------ Dataset entries
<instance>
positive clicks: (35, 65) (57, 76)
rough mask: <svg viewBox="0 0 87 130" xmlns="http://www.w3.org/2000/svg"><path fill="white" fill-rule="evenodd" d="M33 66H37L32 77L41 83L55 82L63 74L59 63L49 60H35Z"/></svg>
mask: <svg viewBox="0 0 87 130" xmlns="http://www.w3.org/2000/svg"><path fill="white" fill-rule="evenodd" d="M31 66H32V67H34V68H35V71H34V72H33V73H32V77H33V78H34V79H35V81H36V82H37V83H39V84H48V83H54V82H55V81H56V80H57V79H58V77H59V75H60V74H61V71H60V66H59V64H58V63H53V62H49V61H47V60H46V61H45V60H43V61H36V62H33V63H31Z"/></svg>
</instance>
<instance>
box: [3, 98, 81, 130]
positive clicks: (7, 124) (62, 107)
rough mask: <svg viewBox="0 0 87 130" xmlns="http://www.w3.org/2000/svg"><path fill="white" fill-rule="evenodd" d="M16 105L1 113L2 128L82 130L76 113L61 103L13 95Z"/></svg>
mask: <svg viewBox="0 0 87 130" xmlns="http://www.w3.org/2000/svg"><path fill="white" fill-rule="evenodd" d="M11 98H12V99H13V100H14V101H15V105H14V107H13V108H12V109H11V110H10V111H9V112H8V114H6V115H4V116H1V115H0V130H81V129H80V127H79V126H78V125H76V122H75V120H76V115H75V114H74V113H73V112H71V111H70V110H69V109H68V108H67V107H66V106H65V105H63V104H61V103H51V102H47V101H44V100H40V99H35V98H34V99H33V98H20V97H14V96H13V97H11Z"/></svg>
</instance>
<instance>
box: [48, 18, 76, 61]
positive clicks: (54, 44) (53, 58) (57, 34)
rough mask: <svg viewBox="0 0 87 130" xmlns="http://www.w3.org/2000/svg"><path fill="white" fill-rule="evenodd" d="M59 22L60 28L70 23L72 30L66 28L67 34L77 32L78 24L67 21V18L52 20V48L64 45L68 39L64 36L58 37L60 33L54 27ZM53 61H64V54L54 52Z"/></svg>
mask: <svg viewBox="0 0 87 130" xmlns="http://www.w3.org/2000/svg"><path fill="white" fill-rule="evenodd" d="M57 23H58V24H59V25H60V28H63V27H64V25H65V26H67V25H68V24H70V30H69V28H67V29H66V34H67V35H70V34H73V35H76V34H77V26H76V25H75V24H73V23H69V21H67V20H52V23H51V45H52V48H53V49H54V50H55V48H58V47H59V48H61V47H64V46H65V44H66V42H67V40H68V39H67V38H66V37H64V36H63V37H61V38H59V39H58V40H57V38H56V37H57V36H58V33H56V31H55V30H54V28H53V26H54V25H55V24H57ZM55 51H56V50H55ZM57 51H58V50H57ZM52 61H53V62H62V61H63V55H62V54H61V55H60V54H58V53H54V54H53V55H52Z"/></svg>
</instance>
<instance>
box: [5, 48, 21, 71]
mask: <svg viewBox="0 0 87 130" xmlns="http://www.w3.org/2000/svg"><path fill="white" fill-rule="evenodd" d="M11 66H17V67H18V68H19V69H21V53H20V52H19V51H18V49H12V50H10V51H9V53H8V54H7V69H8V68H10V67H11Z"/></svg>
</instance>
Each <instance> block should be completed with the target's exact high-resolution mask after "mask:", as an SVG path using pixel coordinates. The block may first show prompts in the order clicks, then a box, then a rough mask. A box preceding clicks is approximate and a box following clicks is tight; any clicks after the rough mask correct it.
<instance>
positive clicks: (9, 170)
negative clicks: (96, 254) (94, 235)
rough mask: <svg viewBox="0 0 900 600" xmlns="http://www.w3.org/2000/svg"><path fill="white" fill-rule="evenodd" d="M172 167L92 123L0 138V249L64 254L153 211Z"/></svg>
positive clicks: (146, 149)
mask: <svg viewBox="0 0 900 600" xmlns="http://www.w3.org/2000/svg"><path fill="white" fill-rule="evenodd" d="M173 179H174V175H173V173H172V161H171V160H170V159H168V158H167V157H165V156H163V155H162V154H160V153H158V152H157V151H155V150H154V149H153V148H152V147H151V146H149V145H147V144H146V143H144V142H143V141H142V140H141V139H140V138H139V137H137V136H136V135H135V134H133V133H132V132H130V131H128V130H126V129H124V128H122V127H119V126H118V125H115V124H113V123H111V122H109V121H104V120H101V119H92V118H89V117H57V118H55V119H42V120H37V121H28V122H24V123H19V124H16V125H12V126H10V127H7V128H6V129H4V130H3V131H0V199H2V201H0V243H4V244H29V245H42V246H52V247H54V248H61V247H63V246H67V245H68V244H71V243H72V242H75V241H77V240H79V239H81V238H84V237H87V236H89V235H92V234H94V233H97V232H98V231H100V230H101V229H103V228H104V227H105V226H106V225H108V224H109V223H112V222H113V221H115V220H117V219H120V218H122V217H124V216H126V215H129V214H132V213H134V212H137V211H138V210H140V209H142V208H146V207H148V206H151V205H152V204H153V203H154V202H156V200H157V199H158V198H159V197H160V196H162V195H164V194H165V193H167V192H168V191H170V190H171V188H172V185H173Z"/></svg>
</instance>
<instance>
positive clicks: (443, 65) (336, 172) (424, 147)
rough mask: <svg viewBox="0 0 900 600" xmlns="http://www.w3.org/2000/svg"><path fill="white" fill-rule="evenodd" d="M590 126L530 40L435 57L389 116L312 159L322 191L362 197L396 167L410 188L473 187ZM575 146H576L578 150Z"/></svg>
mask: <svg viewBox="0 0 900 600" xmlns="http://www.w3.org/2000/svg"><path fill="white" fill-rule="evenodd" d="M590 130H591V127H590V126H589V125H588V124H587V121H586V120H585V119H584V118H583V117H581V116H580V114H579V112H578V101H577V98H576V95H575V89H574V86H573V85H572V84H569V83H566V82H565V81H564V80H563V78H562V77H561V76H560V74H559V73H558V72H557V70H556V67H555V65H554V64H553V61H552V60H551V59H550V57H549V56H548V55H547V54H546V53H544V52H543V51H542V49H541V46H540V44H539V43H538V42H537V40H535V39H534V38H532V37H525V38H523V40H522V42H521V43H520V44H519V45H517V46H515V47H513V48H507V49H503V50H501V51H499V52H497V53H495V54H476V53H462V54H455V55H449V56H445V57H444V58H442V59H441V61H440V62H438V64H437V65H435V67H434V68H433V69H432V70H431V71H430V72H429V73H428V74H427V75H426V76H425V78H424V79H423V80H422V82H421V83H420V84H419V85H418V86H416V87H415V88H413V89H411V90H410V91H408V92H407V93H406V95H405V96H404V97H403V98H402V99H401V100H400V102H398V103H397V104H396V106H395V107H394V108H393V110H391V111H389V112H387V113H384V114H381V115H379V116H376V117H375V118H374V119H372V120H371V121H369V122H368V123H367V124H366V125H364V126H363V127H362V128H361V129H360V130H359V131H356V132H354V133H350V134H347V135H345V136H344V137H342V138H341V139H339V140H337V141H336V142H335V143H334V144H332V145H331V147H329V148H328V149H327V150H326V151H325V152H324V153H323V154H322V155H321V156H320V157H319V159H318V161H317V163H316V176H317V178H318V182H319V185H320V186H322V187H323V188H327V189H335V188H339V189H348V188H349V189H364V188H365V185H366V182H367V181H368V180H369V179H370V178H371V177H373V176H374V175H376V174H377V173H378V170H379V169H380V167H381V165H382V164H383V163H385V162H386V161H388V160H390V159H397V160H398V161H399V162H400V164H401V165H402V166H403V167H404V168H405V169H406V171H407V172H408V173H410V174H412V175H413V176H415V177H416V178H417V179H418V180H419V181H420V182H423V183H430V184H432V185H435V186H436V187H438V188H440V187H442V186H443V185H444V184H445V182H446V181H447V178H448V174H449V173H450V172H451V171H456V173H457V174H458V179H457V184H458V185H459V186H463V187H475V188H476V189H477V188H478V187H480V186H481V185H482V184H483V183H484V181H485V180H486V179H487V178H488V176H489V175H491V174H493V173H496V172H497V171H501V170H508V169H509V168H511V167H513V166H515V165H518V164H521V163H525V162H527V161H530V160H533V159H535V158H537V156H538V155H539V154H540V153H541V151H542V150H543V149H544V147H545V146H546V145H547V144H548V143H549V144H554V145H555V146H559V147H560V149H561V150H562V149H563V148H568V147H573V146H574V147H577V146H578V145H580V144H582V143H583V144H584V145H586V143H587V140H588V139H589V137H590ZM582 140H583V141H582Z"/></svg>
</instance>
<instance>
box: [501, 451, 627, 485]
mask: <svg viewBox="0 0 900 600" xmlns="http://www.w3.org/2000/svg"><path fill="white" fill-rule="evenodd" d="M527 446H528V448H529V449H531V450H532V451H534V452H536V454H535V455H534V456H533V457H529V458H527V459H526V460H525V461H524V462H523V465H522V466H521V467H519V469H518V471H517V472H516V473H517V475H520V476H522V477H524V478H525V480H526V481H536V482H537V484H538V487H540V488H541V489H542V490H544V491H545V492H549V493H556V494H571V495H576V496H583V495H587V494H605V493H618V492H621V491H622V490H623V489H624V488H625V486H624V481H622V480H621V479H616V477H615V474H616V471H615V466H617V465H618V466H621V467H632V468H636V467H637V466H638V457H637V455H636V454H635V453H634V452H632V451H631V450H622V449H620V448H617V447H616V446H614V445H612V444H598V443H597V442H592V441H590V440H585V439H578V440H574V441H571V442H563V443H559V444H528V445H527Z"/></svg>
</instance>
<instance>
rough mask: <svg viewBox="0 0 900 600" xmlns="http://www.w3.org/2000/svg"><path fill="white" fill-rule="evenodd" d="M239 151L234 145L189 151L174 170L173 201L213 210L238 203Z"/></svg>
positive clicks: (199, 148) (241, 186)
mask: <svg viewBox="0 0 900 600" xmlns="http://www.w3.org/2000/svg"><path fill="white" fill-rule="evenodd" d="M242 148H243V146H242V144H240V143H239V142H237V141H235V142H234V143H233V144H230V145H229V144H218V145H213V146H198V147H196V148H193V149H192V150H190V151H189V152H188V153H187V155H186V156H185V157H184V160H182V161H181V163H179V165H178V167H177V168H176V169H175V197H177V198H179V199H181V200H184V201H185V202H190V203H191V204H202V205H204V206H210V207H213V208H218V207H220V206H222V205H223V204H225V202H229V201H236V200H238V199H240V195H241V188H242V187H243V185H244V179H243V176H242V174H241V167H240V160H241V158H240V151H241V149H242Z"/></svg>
------------
------ Dataset entries
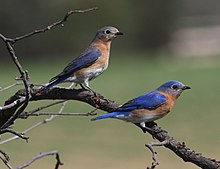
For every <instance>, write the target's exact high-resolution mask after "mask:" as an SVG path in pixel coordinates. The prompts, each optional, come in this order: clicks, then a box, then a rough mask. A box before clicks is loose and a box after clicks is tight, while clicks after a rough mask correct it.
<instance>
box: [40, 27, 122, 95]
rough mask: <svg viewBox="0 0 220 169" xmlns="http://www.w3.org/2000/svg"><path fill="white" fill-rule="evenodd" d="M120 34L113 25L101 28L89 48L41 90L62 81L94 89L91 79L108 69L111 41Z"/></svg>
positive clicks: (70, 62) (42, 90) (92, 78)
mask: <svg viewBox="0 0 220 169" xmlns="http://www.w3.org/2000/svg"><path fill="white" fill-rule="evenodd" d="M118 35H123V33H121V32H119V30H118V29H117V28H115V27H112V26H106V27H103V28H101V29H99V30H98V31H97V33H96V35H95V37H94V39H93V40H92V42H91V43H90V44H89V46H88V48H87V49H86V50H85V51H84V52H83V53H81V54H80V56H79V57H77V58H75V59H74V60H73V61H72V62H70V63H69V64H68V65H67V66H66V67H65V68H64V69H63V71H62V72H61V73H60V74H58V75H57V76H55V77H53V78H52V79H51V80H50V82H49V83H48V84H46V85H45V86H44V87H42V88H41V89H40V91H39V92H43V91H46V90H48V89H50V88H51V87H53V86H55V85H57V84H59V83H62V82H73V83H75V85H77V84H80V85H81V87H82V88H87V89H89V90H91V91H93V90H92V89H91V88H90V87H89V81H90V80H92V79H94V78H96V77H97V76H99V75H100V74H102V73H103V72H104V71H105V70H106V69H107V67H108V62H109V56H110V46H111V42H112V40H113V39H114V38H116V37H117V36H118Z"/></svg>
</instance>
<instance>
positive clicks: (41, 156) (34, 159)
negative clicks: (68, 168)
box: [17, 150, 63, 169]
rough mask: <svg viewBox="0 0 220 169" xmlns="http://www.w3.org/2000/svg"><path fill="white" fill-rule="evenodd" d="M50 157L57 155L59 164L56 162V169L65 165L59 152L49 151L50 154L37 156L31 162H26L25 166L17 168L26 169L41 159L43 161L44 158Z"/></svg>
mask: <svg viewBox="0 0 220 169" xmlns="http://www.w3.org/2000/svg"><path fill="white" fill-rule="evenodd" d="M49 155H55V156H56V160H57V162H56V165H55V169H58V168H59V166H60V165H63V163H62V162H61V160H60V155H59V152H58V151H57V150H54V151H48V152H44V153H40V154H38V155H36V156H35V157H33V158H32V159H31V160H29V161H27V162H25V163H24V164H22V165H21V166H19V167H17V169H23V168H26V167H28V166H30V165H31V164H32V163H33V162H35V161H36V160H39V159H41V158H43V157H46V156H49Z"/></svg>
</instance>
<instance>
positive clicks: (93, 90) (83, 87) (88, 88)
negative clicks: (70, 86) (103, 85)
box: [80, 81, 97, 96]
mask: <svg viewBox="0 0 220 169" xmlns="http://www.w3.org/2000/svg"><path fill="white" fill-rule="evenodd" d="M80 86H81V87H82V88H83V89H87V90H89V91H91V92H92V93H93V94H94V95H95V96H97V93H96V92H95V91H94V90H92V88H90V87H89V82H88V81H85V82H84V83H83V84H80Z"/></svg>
------------
### Task instructions
Everything from the line containing "66H37L32 77L41 83L55" through the line containing "positive clicks: (7, 124) (62, 107)" in the material above should be retyped exactly, both ends included, and nothing more.

### Solution
rough mask: <svg viewBox="0 0 87 130" xmlns="http://www.w3.org/2000/svg"><path fill="white" fill-rule="evenodd" d="M33 66H37L32 77L41 83L55 82L63 74L59 63L49 60H35Z"/></svg>
mask: <svg viewBox="0 0 87 130" xmlns="http://www.w3.org/2000/svg"><path fill="white" fill-rule="evenodd" d="M31 66H32V67H34V68H35V71H34V72H33V73H32V77H33V78H34V79H35V81H36V82H37V83H39V84H48V83H54V82H55V81H56V80H57V79H58V77H59V75H60V74H61V71H60V66H59V64H58V63H53V62H49V61H47V60H46V61H45V60H43V61H36V62H33V63H31Z"/></svg>
</instance>
<instance>
box: [3, 98, 81, 130]
positive clicks: (7, 124) (62, 107)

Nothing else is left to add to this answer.